#### TASK DETAILS
Restate the full listing precisely as written.

#### DATA PROVIDED

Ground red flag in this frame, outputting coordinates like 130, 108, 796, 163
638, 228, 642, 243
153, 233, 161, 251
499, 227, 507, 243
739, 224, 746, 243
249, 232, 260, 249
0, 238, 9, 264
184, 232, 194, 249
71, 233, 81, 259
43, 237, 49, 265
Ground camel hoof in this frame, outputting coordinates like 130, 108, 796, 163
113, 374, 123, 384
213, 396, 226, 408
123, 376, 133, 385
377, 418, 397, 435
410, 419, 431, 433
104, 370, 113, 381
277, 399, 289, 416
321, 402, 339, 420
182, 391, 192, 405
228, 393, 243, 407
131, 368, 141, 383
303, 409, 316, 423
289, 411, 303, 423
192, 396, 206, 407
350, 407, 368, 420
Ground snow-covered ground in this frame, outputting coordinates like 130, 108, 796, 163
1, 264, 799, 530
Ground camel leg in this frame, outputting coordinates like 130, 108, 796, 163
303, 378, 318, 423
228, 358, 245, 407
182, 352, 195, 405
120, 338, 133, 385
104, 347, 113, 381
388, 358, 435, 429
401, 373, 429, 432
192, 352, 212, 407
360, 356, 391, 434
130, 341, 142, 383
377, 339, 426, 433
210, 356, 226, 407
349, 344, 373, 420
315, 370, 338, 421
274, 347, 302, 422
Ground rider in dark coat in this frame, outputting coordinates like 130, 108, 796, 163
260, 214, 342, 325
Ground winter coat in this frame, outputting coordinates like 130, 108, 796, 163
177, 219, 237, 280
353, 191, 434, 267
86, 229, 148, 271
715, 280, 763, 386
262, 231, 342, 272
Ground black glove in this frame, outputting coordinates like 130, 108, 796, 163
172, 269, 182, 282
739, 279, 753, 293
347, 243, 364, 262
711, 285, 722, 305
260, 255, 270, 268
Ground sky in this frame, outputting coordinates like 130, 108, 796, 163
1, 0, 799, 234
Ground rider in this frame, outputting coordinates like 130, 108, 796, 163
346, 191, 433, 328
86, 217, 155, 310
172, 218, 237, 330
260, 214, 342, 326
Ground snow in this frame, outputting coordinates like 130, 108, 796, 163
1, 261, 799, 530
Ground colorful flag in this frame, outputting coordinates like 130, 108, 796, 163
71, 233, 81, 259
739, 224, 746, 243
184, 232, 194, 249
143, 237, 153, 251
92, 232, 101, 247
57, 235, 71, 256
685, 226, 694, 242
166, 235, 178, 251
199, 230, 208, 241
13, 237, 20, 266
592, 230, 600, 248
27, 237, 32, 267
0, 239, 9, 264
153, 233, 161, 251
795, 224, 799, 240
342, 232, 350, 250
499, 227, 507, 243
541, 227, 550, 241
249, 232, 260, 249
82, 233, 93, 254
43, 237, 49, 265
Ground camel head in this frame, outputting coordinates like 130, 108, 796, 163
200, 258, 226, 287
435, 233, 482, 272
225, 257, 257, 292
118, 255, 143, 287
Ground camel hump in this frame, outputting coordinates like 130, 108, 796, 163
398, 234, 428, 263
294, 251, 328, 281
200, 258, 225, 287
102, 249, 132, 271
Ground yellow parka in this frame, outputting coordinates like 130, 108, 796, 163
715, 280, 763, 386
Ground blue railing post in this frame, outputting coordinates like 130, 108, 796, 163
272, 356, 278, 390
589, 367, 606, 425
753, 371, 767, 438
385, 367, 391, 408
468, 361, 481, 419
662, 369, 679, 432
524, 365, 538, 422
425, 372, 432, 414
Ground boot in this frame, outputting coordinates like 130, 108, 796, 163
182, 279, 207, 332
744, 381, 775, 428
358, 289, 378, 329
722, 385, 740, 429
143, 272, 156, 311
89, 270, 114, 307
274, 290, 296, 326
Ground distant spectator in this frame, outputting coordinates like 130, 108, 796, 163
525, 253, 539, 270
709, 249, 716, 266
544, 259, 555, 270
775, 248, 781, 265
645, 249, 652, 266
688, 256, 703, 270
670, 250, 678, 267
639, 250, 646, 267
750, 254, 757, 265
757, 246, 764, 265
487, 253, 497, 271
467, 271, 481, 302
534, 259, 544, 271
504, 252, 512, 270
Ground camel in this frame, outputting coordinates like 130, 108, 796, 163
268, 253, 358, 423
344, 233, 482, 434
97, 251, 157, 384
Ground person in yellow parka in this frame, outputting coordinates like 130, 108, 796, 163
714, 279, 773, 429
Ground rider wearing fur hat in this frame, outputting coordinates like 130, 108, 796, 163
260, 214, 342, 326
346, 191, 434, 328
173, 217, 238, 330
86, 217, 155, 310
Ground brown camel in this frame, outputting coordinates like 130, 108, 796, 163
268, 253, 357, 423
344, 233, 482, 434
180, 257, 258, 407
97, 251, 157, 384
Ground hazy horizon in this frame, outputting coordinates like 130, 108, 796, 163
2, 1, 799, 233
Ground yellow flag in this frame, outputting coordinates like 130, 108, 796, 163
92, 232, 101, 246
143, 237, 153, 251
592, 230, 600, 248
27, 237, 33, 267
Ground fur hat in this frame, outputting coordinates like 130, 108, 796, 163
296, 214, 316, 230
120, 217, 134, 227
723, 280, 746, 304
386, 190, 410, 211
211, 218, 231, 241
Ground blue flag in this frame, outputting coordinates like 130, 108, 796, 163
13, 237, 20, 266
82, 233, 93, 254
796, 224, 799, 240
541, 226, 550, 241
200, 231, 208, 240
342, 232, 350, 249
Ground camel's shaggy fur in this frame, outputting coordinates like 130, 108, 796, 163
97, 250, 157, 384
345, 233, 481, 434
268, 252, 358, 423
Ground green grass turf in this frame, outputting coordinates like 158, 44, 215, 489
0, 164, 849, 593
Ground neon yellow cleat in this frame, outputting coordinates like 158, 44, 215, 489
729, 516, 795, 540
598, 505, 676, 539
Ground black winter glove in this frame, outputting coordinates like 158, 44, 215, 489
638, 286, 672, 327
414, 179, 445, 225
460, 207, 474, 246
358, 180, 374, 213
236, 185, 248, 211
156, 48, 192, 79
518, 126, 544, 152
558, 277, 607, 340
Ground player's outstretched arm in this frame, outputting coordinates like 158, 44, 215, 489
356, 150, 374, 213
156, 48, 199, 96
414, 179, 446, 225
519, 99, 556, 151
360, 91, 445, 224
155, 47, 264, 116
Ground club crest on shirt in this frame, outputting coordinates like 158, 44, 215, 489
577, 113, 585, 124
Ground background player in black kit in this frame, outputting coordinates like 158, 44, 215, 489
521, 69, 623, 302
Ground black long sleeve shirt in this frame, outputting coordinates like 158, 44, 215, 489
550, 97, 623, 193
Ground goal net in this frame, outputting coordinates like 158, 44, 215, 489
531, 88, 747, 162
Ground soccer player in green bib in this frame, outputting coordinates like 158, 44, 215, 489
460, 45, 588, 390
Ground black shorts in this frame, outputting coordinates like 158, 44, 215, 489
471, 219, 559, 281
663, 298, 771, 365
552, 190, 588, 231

#### ANSWER SECTION
Ground red flag in this frame, outputting coordinates like 130, 108, 796, 163
638, 228, 642, 243
153, 233, 161, 251
499, 227, 507, 243
739, 224, 746, 243
249, 232, 260, 249
0, 238, 9, 264
184, 232, 194, 249
71, 233, 81, 259
43, 237, 49, 265
Ground camel hoof in this frame, outputting coordinates like 130, 108, 796, 163
113, 374, 123, 384
213, 396, 226, 408
123, 376, 133, 385
377, 418, 397, 435
410, 419, 431, 433
104, 370, 113, 381
277, 399, 289, 416
321, 402, 339, 420
182, 391, 192, 405
228, 393, 243, 407
131, 368, 141, 383
303, 409, 316, 423
289, 411, 303, 423
192, 396, 206, 407
350, 407, 368, 420
Ground snow-covered ground in this frame, outputting coordinates like 130, 108, 796, 163
1, 264, 799, 530
Ground camel leg in this frame, outputting coordinates like 130, 108, 796, 163
303, 378, 318, 423
228, 358, 245, 407
182, 352, 195, 405
120, 338, 133, 385
104, 347, 113, 381
388, 358, 435, 429
401, 373, 429, 432
192, 352, 212, 407
360, 356, 391, 434
130, 341, 142, 383
377, 339, 426, 433
210, 356, 226, 407
349, 344, 373, 420
315, 370, 338, 421
274, 347, 302, 422
Ground rider in dark coat in this frame, outputting coordinates like 130, 108, 796, 163
260, 214, 342, 325
Ground winter coat in this frame, outputting coordinates like 130, 108, 796, 163
177, 219, 237, 280
353, 191, 434, 267
86, 229, 148, 271
715, 280, 763, 386
262, 231, 342, 272
Ground black glove in this frame, outputting coordinates like 130, 108, 796, 163
172, 269, 182, 282
739, 279, 753, 293
347, 243, 364, 262
711, 285, 722, 305
260, 255, 270, 268
Ground sky in this frame, outputting coordinates like 130, 108, 796, 163
1, 0, 799, 234
Ground rider in this frame, outputting coordinates like 130, 108, 796, 163
346, 191, 433, 328
86, 217, 155, 310
172, 218, 237, 330
260, 214, 342, 326
Ground snow in this frame, outputting coordinates like 130, 108, 796, 163
1, 261, 799, 530
Ground colorful flag in this frame, outputting coordinates like 130, 108, 796, 163
71, 233, 81, 259
739, 224, 746, 243
184, 232, 194, 249
143, 237, 153, 251
92, 232, 101, 247
57, 235, 71, 256
685, 226, 694, 242
166, 235, 178, 251
199, 230, 208, 241
13, 237, 20, 266
592, 230, 600, 248
27, 237, 32, 267
0, 239, 9, 264
153, 233, 161, 251
795, 224, 799, 240
342, 232, 350, 250
499, 227, 507, 243
541, 227, 550, 241
249, 232, 260, 249
82, 233, 93, 254
43, 237, 49, 265
Ground camel head in this frame, outputting coordinates like 130, 108, 796, 163
200, 258, 226, 287
435, 233, 482, 272
225, 257, 257, 292
118, 255, 143, 287
Ground camel hump in this frame, outputting coordinates like 130, 108, 796, 163
398, 234, 428, 263
294, 251, 328, 281
200, 258, 225, 287
102, 249, 132, 271
Ground yellow parka in this frame, outputting coordinates like 130, 108, 796, 163
715, 280, 763, 386
Ground blue railing post in this frame, outputting coordinates like 130, 108, 796, 163
272, 356, 278, 390
589, 367, 606, 425
753, 371, 767, 438
385, 367, 391, 408
468, 361, 481, 419
662, 369, 679, 432
524, 365, 538, 422
425, 372, 432, 414
Ground boot in this frame, outputting coordinates like 130, 108, 796, 163
182, 279, 207, 332
744, 381, 775, 428
358, 289, 378, 329
722, 385, 740, 429
143, 272, 156, 311
89, 270, 114, 307
274, 290, 296, 326
Ground distant spectator in this frame, outputting coordinates like 130, 108, 796, 163
525, 253, 539, 270
709, 249, 716, 266
544, 259, 555, 270
775, 248, 781, 265
645, 249, 652, 266
688, 256, 703, 270
670, 250, 678, 267
639, 250, 646, 267
750, 254, 757, 265
757, 246, 764, 265
487, 253, 497, 271
467, 271, 481, 302
534, 259, 544, 271
504, 252, 512, 270
Ground camel in this frame, outputting coordinates like 130, 108, 796, 163
268, 253, 358, 423
344, 233, 482, 434
97, 251, 157, 384
Ground person in yellow parka in this frame, outputting coordinates like 130, 108, 796, 163
714, 279, 773, 429
Ground rider wearing fur hat in this frame, outputting coordinates like 130, 108, 796, 163
260, 214, 342, 326
346, 191, 434, 328
173, 217, 238, 330
86, 217, 155, 310
Ground brown camel in this frame, outputting coordinates like 130, 108, 796, 163
268, 253, 357, 423
344, 233, 482, 434
180, 257, 258, 407
97, 251, 157, 384
Ground hazy horizon in this frame, outputting coordinates like 130, 108, 796, 163
2, 1, 799, 233
Ground yellow flag in this frame, outputting coordinates like 130, 108, 796, 163
92, 232, 101, 246
143, 237, 153, 251
592, 230, 600, 248
27, 237, 33, 267
Ground fur hat in this frame, outputting coordinates like 130, 108, 796, 163
296, 214, 316, 230
120, 217, 134, 227
723, 280, 746, 304
386, 190, 410, 211
211, 218, 231, 241
Ground blue flag in this frame, outputting coordinates like 130, 108, 796, 163
13, 237, 20, 266
82, 233, 93, 254
796, 224, 799, 240
541, 226, 550, 241
200, 231, 208, 240
342, 232, 350, 249
Ground camel's shaggy fur in this frame, outputting coordinates like 130, 108, 796, 163
97, 250, 157, 384
345, 233, 481, 434
268, 252, 358, 423
Ground green grass turf in this frame, outputting coordinates like 158, 44, 215, 489
0, 164, 849, 593
Ground neon yellow cleat in this frame, outputting coordinates like 158, 44, 215, 489
729, 516, 795, 540
598, 505, 676, 539
Ground black winter glove in this frame, outputting coordinates like 158, 44, 215, 489
638, 286, 672, 327
414, 179, 445, 225
460, 207, 474, 246
358, 180, 374, 213
236, 185, 248, 211
156, 48, 192, 79
518, 126, 544, 152
558, 277, 607, 340
Ground player's outstretched arm in this frame, outputting coordinates like 158, 44, 215, 489
356, 150, 374, 213
156, 48, 199, 96
414, 179, 446, 225
519, 99, 556, 151
360, 91, 445, 224
155, 47, 264, 116
Ground club crest on shirt in this frame, outputting coordinates like 158, 44, 215, 489
577, 113, 585, 124
Ground background player in black kit in this frame, outputting coordinates like 158, 44, 215, 489
521, 69, 623, 302
Ground black long sleeve shirt in this frame, outputting coordinates like 158, 44, 215, 489
550, 97, 623, 193
Ground goal net in this frame, outputting coordinates like 158, 44, 215, 489
531, 88, 747, 162
Ground soccer player in green bib in this frame, outputting coordinates like 158, 44, 215, 489
460, 45, 588, 390
Ground black shorts in this frame, outputting coordinates like 158, 44, 215, 489
471, 219, 559, 281
663, 298, 771, 365
552, 190, 588, 231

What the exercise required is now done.